§ PROBLEM DESCRIPTION:
Copy the full listing exactly, word for word.

(RECORDS PROVIDED Opens)

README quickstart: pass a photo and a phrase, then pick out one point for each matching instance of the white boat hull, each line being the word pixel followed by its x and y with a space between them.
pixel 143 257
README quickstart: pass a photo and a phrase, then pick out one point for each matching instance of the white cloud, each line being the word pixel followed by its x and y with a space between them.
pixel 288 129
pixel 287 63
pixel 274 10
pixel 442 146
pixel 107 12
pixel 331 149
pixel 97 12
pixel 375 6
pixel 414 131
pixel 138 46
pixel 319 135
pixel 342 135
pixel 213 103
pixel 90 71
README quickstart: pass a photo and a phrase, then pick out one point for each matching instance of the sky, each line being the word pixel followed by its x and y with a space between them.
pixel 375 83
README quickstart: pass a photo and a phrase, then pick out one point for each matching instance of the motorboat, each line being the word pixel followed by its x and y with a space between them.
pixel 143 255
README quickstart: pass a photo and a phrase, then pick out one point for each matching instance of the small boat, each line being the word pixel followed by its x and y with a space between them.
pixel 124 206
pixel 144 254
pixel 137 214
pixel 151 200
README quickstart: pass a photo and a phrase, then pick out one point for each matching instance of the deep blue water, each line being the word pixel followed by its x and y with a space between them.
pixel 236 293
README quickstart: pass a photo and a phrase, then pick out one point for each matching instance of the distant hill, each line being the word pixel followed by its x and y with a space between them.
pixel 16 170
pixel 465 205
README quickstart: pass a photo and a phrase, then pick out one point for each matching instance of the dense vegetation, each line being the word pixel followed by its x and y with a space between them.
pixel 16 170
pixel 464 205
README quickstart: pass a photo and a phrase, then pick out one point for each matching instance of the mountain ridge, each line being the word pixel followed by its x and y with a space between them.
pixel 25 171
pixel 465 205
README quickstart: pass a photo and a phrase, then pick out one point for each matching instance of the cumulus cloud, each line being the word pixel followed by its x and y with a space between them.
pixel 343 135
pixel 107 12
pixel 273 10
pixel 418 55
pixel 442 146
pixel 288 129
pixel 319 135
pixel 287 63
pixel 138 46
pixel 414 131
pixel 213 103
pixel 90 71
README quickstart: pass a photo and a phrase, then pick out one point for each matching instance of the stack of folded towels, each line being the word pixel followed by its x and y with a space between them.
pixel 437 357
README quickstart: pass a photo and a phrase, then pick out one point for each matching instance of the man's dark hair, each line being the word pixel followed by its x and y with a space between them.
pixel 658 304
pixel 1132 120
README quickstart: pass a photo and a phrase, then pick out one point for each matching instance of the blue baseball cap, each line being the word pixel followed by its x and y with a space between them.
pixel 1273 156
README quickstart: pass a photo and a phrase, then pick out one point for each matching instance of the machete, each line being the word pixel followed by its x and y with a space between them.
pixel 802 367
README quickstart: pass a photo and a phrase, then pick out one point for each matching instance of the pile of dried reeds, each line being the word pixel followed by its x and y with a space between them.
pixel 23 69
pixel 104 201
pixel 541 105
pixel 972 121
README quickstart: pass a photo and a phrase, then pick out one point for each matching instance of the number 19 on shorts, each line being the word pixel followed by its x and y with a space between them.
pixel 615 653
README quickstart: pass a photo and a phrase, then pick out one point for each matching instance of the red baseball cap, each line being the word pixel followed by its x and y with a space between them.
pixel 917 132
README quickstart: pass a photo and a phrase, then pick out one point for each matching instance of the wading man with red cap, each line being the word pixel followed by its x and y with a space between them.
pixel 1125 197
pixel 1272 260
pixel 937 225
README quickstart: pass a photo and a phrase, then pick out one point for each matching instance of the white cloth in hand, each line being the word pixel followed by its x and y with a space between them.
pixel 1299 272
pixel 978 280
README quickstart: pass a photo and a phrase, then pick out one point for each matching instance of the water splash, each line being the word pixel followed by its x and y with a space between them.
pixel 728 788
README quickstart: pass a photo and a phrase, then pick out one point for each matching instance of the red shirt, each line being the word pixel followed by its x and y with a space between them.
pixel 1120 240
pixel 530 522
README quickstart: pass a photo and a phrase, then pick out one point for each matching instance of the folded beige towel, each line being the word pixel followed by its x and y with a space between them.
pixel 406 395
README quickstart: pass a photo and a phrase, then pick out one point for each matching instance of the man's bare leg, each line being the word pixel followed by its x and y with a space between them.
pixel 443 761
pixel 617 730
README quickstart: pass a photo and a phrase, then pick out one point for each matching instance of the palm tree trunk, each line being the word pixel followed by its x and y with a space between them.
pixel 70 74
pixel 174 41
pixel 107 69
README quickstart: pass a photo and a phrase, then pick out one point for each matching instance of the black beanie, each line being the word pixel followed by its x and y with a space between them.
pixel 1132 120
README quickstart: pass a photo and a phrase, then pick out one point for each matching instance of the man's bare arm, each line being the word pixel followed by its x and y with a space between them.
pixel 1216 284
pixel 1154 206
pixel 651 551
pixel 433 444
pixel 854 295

(RECORDS PROVIDED Closes)

§ RESULT OF THE TASK:
README quickstart: pass a photo and a phrase, then pick out one point for each matching instance of the white boat hull, each line being the word pixel followed by its x and y with a space between them.
pixel 143 257
README quickstart: pass a photo and a phrase, then pick out one point for each matching instance of the white cloud, each line being the word pixel followed by its x and y with a space between them.
pixel 288 129
pixel 287 63
pixel 274 10
pixel 442 146
pixel 107 12
pixel 331 149
pixel 97 12
pixel 375 6
pixel 414 131
pixel 138 46
pixel 319 135
pixel 342 135
pixel 213 103
pixel 90 71
README quickstart: pass a photo and a phrase, then pick out one point for each matching instance of the sky, each line being the word pixel followed by its x and y with a space between them.
pixel 375 83
README quickstart: pass a photo and a phrase, then pick out one point for each matching instance of the motorboat, each line being the word pixel followed by its x and y with a space between them.
pixel 143 255
README quickstart: pass a photo and a phrase, then pick out one point for each matching instance of the small boat, each line being the word pixel followed by its x and y with a space between them.
pixel 124 206
pixel 144 254
pixel 137 214
pixel 151 200
README quickstart: pass a photo and a phrase, then pick out one point for each matching instance of the deep blue water, each line being the word pixel followed by its x and y with a space between them.
pixel 236 293
README quickstart: pass a photo and a phrase, then pick out one point for each matching instance of the distant hill, each line being the word pixel followed by its x and y with a space between them.
pixel 16 170
pixel 465 205
README quickstart: pass a photo and a phrase, then pick out one point for each matching instance of the dense vegetation, each line being the word pixel followed by its x and y with a space between them.
pixel 16 170
pixel 464 205
README quickstart: pass a photo and a phrase, then pick out one point for each matching instance of the mountain ridge, each line being the word pixel followed by its x and y with a space between them.
pixel 25 171
pixel 465 205
README quickstart: pass a photo and a phrase, then pick out one point for each matching instance of the cumulus cloud, each line being the word pixel followed by its x and y with a space between them.
pixel 343 135
pixel 107 12
pixel 273 10
pixel 418 55
pixel 442 146
pixel 288 129
pixel 319 135
pixel 287 63
pixel 138 46
pixel 414 131
pixel 213 103
pixel 90 71
README quickstart: pass a photo and a phrase, then pick out one point for each matching instance of the stack of folded towels, each line being the word pixel followed by its x and y with a space between them.
pixel 437 357
README quickstart: pass a photo and a phrase, then pick out one point for each matching instance of the man's dark hair, each line being the word pixel followed by its x and y with a space between them.
pixel 658 304
pixel 1132 120
README quickstart: pass a photo and a phrase, then pick out one point for each matching instance of the blue baseball cap, each line being the word pixel followed by its x and y with a space between them.
pixel 1273 156
README quickstart: pass a photo and a phrase, then pick out one point for each matching instance of the machete, each line being the word pixel followed by its x and y with a space between them.
pixel 802 367
README quickstart: pass a photo and a phrase, then pick out one point for each matching instance of the pile of dried reeds, each line being the word pixel followed by its x and y with a space between them.
pixel 23 69
pixel 104 201
pixel 541 105
pixel 972 121
README quickstart: pass a photo and a phrase, then pick out one point for each matching instance of the number 19 on shorts, each line being the word pixel followed by its x and y with a space between them.
pixel 615 653
README quickstart: pass a photo and a phrase, then pick out one point for each matching instance of the red baseball cap, each line being the word pixel followed by its x and y with a space between them.
pixel 917 132
README quickstart: pass a photo and a phrase, then pick out one point for each matching instance of the wading man with red cap, each line being the word pixel followed by its x and y with a space between them.
pixel 1125 197
pixel 1272 260
pixel 937 225
README quickstart: pass a photo and a phrase, then pick out one point for each matching instance of the white cloth in hand, each line being the word pixel followed by its x and y with a space between them.
pixel 1299 272
pixel 978 280
README quickstart: pass a photo and a phrase, then pick out one point for each matching instance of the water splash, each line being the word pixel followed by its x and y with a space between them.
pixel 728 788
README quickstart: pass a photo and a phrase, then pick out one point for each matching instance of the red shirt, each line being the word pixel followed by its x and y with a space between them.
pixel 1120 240
pixel 530 522
README quickstart: pass a photo and a phrase, then pick out one point for each matching instance of the folded beige towel, each line being the word pixel followed by its x and y with a space between them.
pixel 406 395
README quickstart: pass a photo and a phrase, then pick out one point for each matching instance of the man's bare leg, each line being the word pixel followed by its x and y with a space between them.
pixel 443 761
pixel 617 730
README quickstart: pass a photo and a phrase, then pick out one point for each matching instance of the palm tree trunk, each line being the word pixel followed by its x and y with a space between them.
pixel 70 74
pixel 174 41
pixel 107 69
README quickstart: pass a photo and a phrase, then pick out one point for each matching instance of the black beanie, each line being the word pixel followed by its x and y with a space between them.
pixel 1132 120
README quickstart: pass a photo and a phrase, then pick out one point for each matching instance of the man's bare arm, each line being the word pixel followed by its x and y with a space between them.
pixel 1216 284
pixel 1154 206
pixel 651 551
pixel 433 444
pixel 854 295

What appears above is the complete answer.